Facies interpretation of Middle Carboniferous to Lower Permian Pope succession limestone of Cache Creek Group, Fort St. James, central British Columbia

Lithostratigraphy and microfacies of the Bashkirian to Asselian Pope succession limestone of the Cache Creek Group near Fort St. James, central British Columbia, were lithologically grouped into five facies associations A to E. On the basis of fusulines and conodonts, facies associations A to D and the lower part of facies association E are time-equivalent, ranging from the lower Bashkirian to lower Kasimovian, and the upper part of facies association E is dated as upper Gzhelian to Asselian. The Pope succession limestone is interpreted to have been built on a basaltic basement of an oceanic plateau or seamount in an open-ocean realm. The limestone is devoid of terrigenous grains, is associated with basaltic rocks, and laterally grades into deeper-water spicular cherts. Microfacies analysis of facies associations A to E showed that they exhibit characteristic facies of (A) deep-water basinal setting, (B) marginal basin to lower slope, (C) shallow-subtidal bank margin, (D) peritidal algal mound on the bank margin, and (E) shallow-subtidal bank margin to intertidal lagoonal flat,. Moscovian to Asselian rocks of facies associations C, D, and E record an upward increase of low-relief encrusting calci-microbes as rock-builders. This tendency is closely correlated with that in limestone buildups mapped from the Panthalassan Ocean. The abundance of phylloid algal plates and the reefal facies of the Moscovian rocks of facies association D are the same as the reef-building phylloid algae of the Bashkirian to Sakmarian limestone of both the Tethyan and Panthalassan oceans. The Pope succession limestone has many similarities in tectonic, stratigraphic, sedimentologic, and paleontologic aspects to the Akiyoshi buildup, a representative Panthalassan buildup in a Permian subduction-related accretionary complex in Japan. The timing of the increasing importance of the calci-microbes and phylloid algae in the Pope and Akiyoshi buildups is also correlatable.

= = =

• [WHAT TO WORK ON]
List the setting that each of facies associations A to E shows, according to the text on the Pope succession limestone. The data that come next have nothing to do with this.

• [PROVIDED DATA]
= = =

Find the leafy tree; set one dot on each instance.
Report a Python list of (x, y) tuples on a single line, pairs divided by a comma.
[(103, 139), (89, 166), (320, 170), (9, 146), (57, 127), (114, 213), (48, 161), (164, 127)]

= = =

• [EXPECTED ANSWER]
- A: deep-water basinal setting
- B: marginal basin to lower slope
- C: shallow-subtidal bank margin
- D: peritidal algal mound on the bank margin
- E: shallow-subtidal bank margin to intertidal lagoonal flat